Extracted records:
************

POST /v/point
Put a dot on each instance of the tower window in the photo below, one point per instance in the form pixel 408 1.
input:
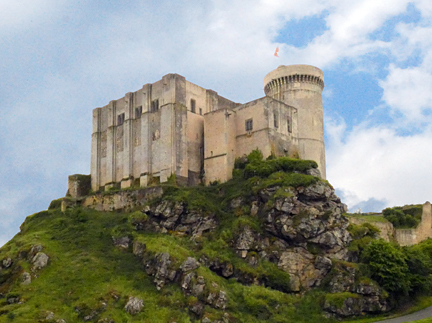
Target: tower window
pixel 120 119
pixel 193 105
pixel 138 112
pixel 154 105
pixel 249 125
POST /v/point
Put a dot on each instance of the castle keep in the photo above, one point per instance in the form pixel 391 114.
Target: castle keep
pixel 174 127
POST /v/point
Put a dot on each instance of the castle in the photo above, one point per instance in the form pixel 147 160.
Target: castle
pixel 174 127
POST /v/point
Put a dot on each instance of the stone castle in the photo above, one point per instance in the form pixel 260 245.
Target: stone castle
pixel 174 127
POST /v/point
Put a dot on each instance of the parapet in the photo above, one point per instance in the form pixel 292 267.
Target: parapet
pixel 293 73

************

■ **What to do**
Each line from the one that holds "Put a dot on each instance of the stone" to the end of the records above should be transcribed exactly, both ends included.

■ **Exercise result**
Put a dot on each instance of the stone castle in the photo above, one point per instance in the form pixel 260 245.
Target: stone castle
pixel 174 127
POST /v/point
Put a dot on each instance of the parapet in the photo above, one point per instance in the form pixel 292 267.
Target: parapet
pixel 293 73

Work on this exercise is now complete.